Sara Paretsky
THE WASHINGTON POST – There’s a passage in Barbara Pym’s Jane and Prudence that always makes me smile. After Jane Cleveland’s husband is installed as vicar in a village church, Jane is introduced to a Miss Doggett, a robust woman who bosses around the meeker parishioners.
When Miss Doggett makes an obscure comment about a widower in the village, Jane suggests, “Men want only one thing?”
“Yes,” [replies Miss Doggett]. “We know what it is.”
“Typing a man’s thesis, correcting proofs, putting sheets sides-to-middle, bringing up children, balancing the housekeeping budget…”
Jane recites out loud this list of the things men want. She’s a challenging person, because the churning thoughts most of us keep to ourselves she blurts out without thinking. Her daughter is impatient with her, her husband resigned, but she unnerves Miss Doggett.
Throughout the 1953 novel, the question of what men want keeps cropping up. Only Miss Doggett seems to think men’s minds run to intimacy, the implied “one thing.” However, when she says this, “She looked puzzled; it was as if she had heard that men only wanted one thing, but had forgotten for the moment what it was.”
★ ★ ★ ★ ★ ★ ★
• TASK LIST:
a – In the essay on Jane and Prudence, in what year was the novel published?
b – Translate this sentence from the essay on Jane and Prudence into Spanish: "Her daughter is impatient with her, her husband resigned, but she unnerves Miss Doggett."
c – Write a continuation of the essay on Jane and Prudence, starting after its last sentence.
The material that comes next plays no part in this.

• Saved data entries:
★ ★ ★ ★ ★ ★ ★
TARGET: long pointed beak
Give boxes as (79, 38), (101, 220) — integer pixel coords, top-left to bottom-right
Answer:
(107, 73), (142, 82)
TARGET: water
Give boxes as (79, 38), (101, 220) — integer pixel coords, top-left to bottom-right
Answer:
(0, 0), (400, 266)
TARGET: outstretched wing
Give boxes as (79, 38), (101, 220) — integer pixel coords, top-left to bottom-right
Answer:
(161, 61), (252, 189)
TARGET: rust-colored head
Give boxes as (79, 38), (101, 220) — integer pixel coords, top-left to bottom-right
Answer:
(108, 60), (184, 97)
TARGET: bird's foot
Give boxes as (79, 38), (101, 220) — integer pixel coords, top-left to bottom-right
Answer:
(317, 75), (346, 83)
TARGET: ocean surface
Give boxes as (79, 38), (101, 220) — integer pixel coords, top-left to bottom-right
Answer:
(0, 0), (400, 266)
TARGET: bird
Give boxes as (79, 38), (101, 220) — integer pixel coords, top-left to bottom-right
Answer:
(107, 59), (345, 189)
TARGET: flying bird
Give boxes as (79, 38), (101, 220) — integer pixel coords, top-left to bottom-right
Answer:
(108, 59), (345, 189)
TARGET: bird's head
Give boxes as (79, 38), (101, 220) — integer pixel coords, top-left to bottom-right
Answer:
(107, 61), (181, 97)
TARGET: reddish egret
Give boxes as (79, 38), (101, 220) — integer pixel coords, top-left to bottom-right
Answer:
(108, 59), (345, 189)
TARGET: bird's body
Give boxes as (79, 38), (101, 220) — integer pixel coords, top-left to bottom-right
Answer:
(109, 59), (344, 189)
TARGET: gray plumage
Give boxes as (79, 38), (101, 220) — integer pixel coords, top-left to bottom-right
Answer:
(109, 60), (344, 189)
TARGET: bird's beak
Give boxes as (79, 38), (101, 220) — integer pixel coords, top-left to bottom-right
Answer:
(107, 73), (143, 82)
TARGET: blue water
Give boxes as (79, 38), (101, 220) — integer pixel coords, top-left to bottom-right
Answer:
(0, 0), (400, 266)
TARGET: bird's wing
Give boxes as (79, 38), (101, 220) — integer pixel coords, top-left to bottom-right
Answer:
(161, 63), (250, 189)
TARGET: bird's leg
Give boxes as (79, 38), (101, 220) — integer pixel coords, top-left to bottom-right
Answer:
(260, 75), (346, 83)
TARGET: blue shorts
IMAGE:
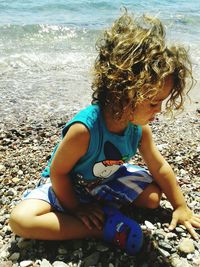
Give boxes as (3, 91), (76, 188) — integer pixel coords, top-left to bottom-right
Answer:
(23, 163), (153, 212)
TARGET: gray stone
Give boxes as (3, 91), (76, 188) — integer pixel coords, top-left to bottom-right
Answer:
(52, 261), (69, 267)
(19, 260), (33, 267)
(84, 252), (100, 267)
(9, 252), (20, 261)
(40, 259), (52, 267)
(158, 248), (171, 258)
(158, 240), (172, 251)
(144, 221), (156, 230)
(178, 238), (195, 254)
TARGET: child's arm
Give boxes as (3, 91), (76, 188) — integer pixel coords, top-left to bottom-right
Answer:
(139, 126), (200, 239)
(50, 123), (102, 228)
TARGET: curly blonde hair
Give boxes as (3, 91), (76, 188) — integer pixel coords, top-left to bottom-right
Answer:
(92, 11), (193, 119)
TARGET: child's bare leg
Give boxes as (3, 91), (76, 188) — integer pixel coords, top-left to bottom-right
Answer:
(9, 199), (102, 240)
(133, 183), (162, 209)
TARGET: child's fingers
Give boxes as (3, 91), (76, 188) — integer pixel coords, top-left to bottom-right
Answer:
(184, 221), (199, 240)
(169, 218), (178, 231)
(190, 217), (200, 228)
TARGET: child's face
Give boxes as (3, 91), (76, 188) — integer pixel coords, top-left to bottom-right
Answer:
(130, 76), (173, 125)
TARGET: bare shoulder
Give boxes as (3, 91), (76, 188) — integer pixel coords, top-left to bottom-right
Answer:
(141, 125), (153, 144)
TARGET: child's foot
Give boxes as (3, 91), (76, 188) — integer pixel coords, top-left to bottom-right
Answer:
(103, 206), (143, 255)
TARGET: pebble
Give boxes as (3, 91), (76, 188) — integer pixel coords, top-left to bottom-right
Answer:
(178, 238), (195, 254)
(19, 260), (33, 267)
(40, 259), (52, 267)
(144, 221), (156, 230)
(9, 252), (20, 261)
(52, 261), (69, 267)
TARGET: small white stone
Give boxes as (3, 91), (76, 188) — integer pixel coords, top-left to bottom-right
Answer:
(19, 260), (33, 267)
(144, 221), (156, 230)
(178, 238), (195, 254)
(40, 259), (52, 267)
(9, 252), (20, 261)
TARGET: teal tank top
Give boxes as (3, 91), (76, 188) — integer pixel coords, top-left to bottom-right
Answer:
(42, 104), (142, 182)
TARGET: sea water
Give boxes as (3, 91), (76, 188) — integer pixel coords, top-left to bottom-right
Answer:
(0, 0), (200, 123)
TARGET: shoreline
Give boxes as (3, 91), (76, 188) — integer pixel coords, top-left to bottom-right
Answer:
(0, 109), (200, 267)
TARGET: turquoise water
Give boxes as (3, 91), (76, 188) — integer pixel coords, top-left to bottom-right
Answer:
(0, 0), (200, 124)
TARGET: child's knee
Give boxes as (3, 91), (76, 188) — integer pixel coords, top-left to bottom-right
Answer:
(134, 183), (162, 209)
(147, 192), (162, 209)
(147, 183), (162, 209)
(9, 206), (34, 238)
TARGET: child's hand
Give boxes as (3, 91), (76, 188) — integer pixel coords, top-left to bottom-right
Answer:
(169, 206), (200, 240)
(73, 203), (104, 230)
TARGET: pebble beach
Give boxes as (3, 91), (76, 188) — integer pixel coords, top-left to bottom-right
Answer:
(0, 0), (200, 267)
(0, 109), (200, 267)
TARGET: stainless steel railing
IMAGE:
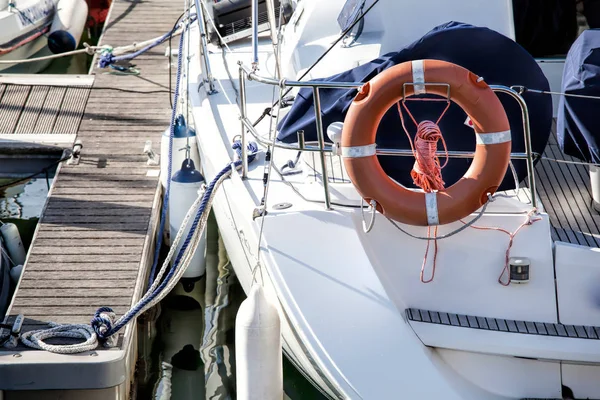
★ ★ ★ ★ ★ ★ ★
• ANSWERS FOR THE EXERCISE:
a – 1953

b – Su hija se impacienta con ella, su marido está resignado, pero ella pone nerviosa a la señorita Doggett.

c –
Jane and Prudence is a slight novel, not one of my own favourites in Pym’s oeuvre, but it contains all the elements that keep me revisiting her work. Pym (1913-1980) wrote small books that, like Austen’s works, were set in villages or in London neighbourhoods. Pym’s are not courtship stories, though, but tales of the lives of ordinary people doing ordinary things.
Pym, the subject of a new biography, The Adventures of Miss Barbara Pym by Paula Byrne, worked for an anthropological journal – and her characters often act like anthropologists, studying the customs of the tribe that they’re both part of and separate from.
They probe beneath the surface, often humorously, but with devastating insight into human foibles.
In Quartet in Autumn (1977), her most somber novel, she gives us a woman who – like Pym herself – has had a mastectomy. Marcia lives alone and has a painful crush on her surgeon, to the point of trailing him around London, hoping for a glimpse of him. She imagines his life, longs for his attention. Her story is painful and poignant.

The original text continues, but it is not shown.